## [Exercise directions]
Could you find every line in the records below that contains the word "metal" and copy it?

Saved entries:
-=-=-

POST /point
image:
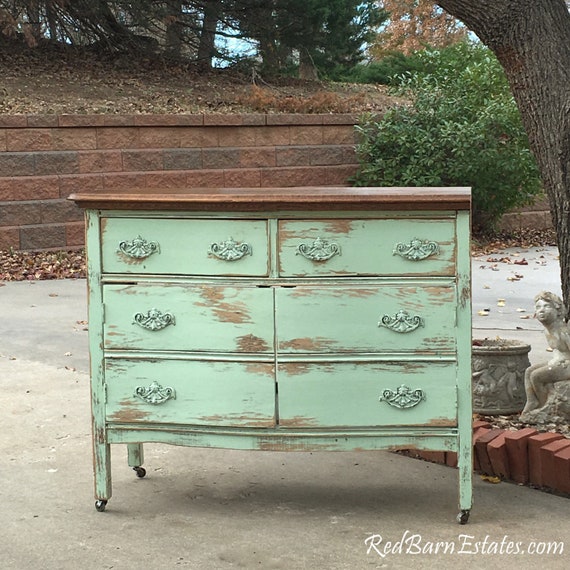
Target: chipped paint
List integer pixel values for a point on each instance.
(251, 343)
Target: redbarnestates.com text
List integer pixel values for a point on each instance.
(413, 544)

-=-=-

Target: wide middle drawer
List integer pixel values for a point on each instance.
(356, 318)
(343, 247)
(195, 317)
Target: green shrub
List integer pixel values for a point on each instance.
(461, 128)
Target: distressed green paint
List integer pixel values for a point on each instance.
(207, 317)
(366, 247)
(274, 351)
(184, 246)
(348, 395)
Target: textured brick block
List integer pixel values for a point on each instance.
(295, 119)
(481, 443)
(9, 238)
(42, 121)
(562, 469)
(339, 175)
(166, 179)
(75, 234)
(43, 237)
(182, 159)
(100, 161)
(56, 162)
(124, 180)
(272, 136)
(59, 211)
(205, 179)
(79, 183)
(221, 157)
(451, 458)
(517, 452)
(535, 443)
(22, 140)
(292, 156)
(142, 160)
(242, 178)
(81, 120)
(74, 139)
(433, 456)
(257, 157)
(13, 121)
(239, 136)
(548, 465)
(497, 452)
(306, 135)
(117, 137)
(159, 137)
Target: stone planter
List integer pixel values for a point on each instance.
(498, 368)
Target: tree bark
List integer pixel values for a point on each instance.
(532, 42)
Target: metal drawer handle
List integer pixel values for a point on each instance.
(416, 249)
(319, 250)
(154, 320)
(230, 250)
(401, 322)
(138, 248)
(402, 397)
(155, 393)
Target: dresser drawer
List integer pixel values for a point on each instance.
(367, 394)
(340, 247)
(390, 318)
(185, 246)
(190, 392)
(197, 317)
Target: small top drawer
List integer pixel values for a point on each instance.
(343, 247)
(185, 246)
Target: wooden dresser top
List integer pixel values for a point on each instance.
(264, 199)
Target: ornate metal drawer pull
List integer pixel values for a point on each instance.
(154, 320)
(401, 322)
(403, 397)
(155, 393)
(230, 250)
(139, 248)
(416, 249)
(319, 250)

-=-=-

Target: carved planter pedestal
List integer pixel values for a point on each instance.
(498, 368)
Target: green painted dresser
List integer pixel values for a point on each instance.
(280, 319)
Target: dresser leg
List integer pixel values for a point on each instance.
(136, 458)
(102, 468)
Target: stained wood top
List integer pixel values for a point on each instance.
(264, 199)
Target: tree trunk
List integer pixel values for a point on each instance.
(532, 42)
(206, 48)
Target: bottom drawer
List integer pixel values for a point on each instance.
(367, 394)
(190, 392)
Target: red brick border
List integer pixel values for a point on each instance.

-=-=-

## [Answer to this exercise]
Target: metal drawer handle
Target: ornate metal drawer pull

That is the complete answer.